START RECORD EXTRACTS

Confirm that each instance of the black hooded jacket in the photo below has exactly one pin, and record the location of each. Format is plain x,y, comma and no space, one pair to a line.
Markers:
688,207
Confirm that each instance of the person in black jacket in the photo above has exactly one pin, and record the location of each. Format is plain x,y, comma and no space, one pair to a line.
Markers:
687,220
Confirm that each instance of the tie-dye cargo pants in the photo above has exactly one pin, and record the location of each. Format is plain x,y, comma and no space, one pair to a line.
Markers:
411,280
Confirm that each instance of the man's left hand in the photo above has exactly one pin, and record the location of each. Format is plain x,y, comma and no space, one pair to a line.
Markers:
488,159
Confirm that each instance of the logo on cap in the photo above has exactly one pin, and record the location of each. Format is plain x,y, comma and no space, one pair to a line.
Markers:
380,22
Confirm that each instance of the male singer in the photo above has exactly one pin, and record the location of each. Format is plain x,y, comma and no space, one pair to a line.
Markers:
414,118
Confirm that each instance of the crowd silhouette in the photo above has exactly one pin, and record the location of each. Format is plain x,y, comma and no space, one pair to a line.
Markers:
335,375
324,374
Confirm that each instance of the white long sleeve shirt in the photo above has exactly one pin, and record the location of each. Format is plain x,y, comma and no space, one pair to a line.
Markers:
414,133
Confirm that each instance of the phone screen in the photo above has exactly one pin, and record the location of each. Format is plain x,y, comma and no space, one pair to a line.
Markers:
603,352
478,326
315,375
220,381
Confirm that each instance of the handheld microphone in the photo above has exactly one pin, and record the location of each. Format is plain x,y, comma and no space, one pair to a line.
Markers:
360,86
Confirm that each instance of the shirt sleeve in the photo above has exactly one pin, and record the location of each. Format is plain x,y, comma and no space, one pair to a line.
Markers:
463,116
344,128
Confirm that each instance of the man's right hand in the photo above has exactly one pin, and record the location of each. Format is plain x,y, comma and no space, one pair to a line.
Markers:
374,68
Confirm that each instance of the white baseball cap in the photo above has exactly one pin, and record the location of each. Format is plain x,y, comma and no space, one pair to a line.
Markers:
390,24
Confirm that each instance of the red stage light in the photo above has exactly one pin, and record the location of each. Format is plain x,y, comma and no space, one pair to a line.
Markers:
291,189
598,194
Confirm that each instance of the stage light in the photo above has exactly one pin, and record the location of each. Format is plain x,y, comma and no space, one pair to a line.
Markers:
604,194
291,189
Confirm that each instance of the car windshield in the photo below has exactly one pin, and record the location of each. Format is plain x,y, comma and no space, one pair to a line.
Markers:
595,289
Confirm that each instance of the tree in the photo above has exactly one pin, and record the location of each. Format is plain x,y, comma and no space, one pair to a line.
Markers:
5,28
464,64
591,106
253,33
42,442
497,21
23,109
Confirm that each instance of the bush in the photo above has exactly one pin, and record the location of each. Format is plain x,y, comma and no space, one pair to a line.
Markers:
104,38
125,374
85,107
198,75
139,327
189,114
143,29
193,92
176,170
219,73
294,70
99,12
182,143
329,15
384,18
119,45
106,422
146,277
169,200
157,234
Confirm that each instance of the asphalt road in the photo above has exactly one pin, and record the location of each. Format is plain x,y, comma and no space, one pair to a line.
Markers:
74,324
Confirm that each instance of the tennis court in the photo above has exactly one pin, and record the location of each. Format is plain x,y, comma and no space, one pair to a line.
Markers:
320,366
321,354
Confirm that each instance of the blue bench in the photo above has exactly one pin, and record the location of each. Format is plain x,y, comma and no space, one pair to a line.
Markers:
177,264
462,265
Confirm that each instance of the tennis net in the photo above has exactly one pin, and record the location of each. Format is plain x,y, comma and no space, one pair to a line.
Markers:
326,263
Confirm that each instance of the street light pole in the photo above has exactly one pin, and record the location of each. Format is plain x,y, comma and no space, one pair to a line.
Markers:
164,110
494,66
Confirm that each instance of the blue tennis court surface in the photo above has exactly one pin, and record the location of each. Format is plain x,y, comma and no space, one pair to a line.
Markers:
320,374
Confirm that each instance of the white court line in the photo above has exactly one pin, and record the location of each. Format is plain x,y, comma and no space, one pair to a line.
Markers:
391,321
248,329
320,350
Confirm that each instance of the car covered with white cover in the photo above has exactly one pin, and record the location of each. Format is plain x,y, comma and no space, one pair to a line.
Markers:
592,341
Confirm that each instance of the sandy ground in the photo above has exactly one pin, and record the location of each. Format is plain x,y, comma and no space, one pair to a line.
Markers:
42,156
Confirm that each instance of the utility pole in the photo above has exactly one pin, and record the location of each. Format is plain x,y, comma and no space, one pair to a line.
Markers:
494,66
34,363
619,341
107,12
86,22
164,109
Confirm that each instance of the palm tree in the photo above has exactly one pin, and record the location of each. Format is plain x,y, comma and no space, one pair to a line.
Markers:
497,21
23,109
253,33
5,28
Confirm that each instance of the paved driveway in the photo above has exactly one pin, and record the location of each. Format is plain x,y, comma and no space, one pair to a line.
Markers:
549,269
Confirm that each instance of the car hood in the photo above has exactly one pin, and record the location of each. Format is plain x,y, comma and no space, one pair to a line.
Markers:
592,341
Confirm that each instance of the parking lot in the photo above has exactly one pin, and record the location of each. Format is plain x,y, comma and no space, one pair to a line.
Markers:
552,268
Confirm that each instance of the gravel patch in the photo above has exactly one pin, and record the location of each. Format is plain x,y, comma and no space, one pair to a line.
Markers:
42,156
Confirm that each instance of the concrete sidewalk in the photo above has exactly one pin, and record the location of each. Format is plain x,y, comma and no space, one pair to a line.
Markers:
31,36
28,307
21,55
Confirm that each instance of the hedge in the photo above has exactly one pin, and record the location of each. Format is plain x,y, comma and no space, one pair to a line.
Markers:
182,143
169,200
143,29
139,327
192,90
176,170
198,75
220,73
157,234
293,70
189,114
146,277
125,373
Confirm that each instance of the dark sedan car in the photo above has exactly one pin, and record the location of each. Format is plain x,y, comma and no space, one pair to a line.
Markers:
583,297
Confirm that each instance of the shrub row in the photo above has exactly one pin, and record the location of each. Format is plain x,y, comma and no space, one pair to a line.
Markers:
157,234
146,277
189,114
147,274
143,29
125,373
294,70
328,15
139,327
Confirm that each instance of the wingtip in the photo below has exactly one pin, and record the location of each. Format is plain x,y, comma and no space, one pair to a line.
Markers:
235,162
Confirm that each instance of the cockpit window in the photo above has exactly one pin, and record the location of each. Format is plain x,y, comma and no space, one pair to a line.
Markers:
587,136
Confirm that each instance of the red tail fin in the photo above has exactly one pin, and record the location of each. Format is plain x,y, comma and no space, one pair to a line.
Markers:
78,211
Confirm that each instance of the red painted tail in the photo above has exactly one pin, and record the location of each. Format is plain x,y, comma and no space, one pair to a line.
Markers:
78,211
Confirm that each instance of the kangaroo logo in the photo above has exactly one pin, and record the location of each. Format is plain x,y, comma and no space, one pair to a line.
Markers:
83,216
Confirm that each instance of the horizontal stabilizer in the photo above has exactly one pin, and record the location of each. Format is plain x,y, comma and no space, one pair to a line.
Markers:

END RECORD EXTRACTS

:: SHORT TASK ::
Retype the whole listing, matching it exactly.

:: RESULT ::
Confirm that each instance of the black hooded jacket in the photo below has exactly one pin, and record the location of each. Format is plain x,y, comma and no space, one pair to a line.
Markers:
688,207
Confirm that each instance of the person in black jacket in the photo above has exactly one pin, and record the location of each. Format is plain x,y, comma and no space, one pair to a line.
Markers:
687,220
Confirm that each instance of the tie-dye cargo pants in the photo above has exactly one pin, and record the location of each. Format is plain x,y, comma and no space, one pair to a line.
Markers:
411,280
Confirm that each instance of the man's left hand in the photo above has exactly one pin, and record the location of each. Format is plain x,y, comma and no space, one pair to a line.
Markers:
488,159
Confirm that each instance of the logo on cap in the photo above has exactly one pin, and record the location of each. Format is plain x,y, comma and no space, one pair to a line.
Markers:
380,22
Confirm that each instance of the male singer in the photo above has exactly one pin, and record the location of each. Format is plain x,y, comma and no space, one pair to a line.
Markers:
414,118
Confirm that each instance of the crowd silhouette in the photo above has exactly one pin, and record the location of each. Format is plain x,y, comma and no space, one pair to a line.
Markers:
335,375
324,374
Confirm that each instance of the white long sleeve shirt in the photo above has exactly one pin, and record the location of each. Format is plain x,y, comma and no space, one pair to a line.
Markers:
414,133
Confirm that each instance of the phone screen in the photo above has exactly one pin, and record the location of each. Format is plain x,y, comma and no space, one pair to a line.
Markers:
603,352
478,326
315,375
220,381
Confirm that each instance of the handheld microphone in the photo above has exactly one pin, and record the location of each. Format is plain x,y, comma and no space, one pair to a line.
Markers:
360,86
Confirm that each instance of the shirt sleeve in the photo above has exactly one pin, and record the location of each. Format is plain x,y, comma and no space, one pair to a line.
Markers:
463,116
344,128
Confirm that each instance of the man's right hand in the photo above has exactly one pin, and record the location of each. Format is plain x,y, comma and no space, one pair to a line.
Markers:
374,68
Confirm that each instance of the white baseball cap in the photo above has exactly one pin, and record the location of each. Format is plain x,y, comma and no space, one pair to a line.
Markers:
390,24
Confirm that each instance of the red stage light in the photo above has exactly one pin, and record the location of each. Format is plain x,y, comma and no space, one pair to a line.
Markers:
291,189
598,194
Confirm that each instance of the stage light in the photo above has exactly one pin, and record the location of each. Format is plain x,y, comma and no space, one pair to a line.
Markers:
604,194
291,189
Confirm that each instance of the car windshield in the photo below has exactly one pin, and record the location of each. Format is plain x,y, comma and no space, one pair to a line.
Markers:
595,289
Confirm that each instance of the tree in the photo above has exactly one pin, and record the location of each. Format is plain x,y, comma and no space, one pair to a line.
Markers:
5,28
464,64
591,106
253,33
42,442
497,21
23,109
Confirm that each instance of the bush in the photo above has exactly one pin, and record the location of each. Format is plain x,y, comma and no space, one pair to a line.
Markers:
104,38
125,374
85,107
198,75
139,327
189,114
143,29
193,92
176,170
219,73
294,70
99,12
182,143
329,15
384,18
119,45
106,422
146,277
169,200
157,234
Confirm that each instance of the asphalt road in the photo above has exactly one pin, and record the location of each. Format is plain x,y, comma and no space, one pair to a line.
Markers:
74,324
Confirm that each instance of the tennis court in the photo above has exactly one pin, and record the location of each. Format is plain x,y, comma and no space, one pair to a line.
Markers:
320,366
321,354
Confirm that each instance of the blue bench in the photo above has exactly one pin, and record the location of each. Format is plain x,y, comma and no space, one pair to a line.
Markers:
177,264
462,265
Confirm that each instance of the tennis net in the photo above has exactly one pin, and record the location of each. Format is plain x,y, comma and no space, one pair to a line.
Markers:
326,263
Confirm that each instance of the street light pole in the photo above has exactly one pin, and record the location of each. Format is plain x,y, comma and no space, one pair to a line.
Markers:
164,110
494,66
Confirm that each instance of the blue tennis court surface in the photo above has exactly one pin, and record the location of each. Format is plain x,y, comma and no space, one pair to a line.
Markers:
320,374
Confirm that each instance of the white court line in the photo above has exactly one pin, and record the location of each. Format is plain x,y, comma and no space, one pair to a line.
Markers:
391,321
248,329
320,350
Confirm that each instance of the car covered with white cover in the photo above has exactly one pin, and record the location of each. Format is plain x,y, comma and no space, one pair to a line.
Markers:
592,341
Confirm that each instance of the sandy ground in the photo above has exactly one pin, and record the location of each. Format is plain x,y, comma and no space, one pair to a line.
Markers:
42,156
Confirm that each instance of the utility pole in the photo above has exactly one pin, and record the location of each. Format is plain x,y, comma and no space, one pair to a line.
Markers:
494,66
34,363
619,341
107,12
86,22
164,109
Confirm that each instance of the palm tree in the photo above has exactly one pin, and record the location of each. Format is plain x,y, comma and no space, one pair to a line.
Markers:
497,21
23,109
253,33
5,28
Confirm that each instance of the paved driveway in the photo above has exactly one pin, and record the location of each. Format is plain x,y, comma and no space, one pair to a line.
Markers:
549,269
Confirm that each instance of the car hood in the photo above has exactly one pin, and record the location of each. Format is plain x,y, comma and no space, one pair to a line.
Markers:
592,341
Confirm that each instance of the parking lot in the photo above has exactly one pin, and record the location of each. Format is plain x,y, comma and no space, one pair to a line.
Markers:
552,268
Confirm that each instance of the gravel patch in the photo above has exactly one pin, and record the location of each. Format is plain x,y, comma and no space, one pair to a line.
Markers:
42,156
Confirm that each instance of the concrete sidewalk in the photo above has exactly one pin, and record the location of each. Format is plain x,y, comma and no space, one pair to a line.
Markers:
31,36
28,307
21,55
Confirm that each instance of the hedge in the photo above has exactly one pin, and record the location of each. Format is plain x,y, comma and no space, one pair to a line.
Markers:
182,143
169,200
143,29
139,327
192,90
176,170
198,75
220,73
157,234
293,70
189,114
146,277
125,373
Confirm that each instance of the dark sedan car in the photo above has exactly one pin, and record the location of each. Format is plain x,y, comma and no space, one pair to a line.
Markers:
583,297
Confirm that each instance of the shrub row in the photo above has exactly one pin, and record the location of each. Format is plain x,y, comma and no space, one pair to a line.
Markers:
157,234
146,277
189,114
147,274
143,29
125,373
294,70
328,15
139,327
Confirm that each instance of the wingtip in the photo below has exactly one pin, and record the location of each. Format is plain x,y, comma and no space, one pair to a line.
Markers:
235,162
Confirm that each instance of the cockpit window in the photo above has exactly one pin, and record the location of each. Format is plain x,y, comma and no space, one pair to a line.
Markers:
587,136
Confirm that each instance of the red tail fin in the photo above has exactly one pin, and record the location of each. Format is plain x,y, comma and no space, one pair to a line.
Markers:
78,211
Confirm that each instance of the red painted tail in the photo above has exactly one pin, and record the location of each. Format is plain x,y, comma and no space, one pair to a line.
Markers:
78,211
Confirm that each instance of the kangaroo logo in the photo above has exactly one pin, and record the location of each. Format is plain x,y, comma and no space, one pair to a line.
Markers:
83,216
Confirm that each instance of the horizontal stabilizer in the photo above has exactly one pin, and record the location of each. Format is plain x,y, comma and no space, one pair to a line.
Markers:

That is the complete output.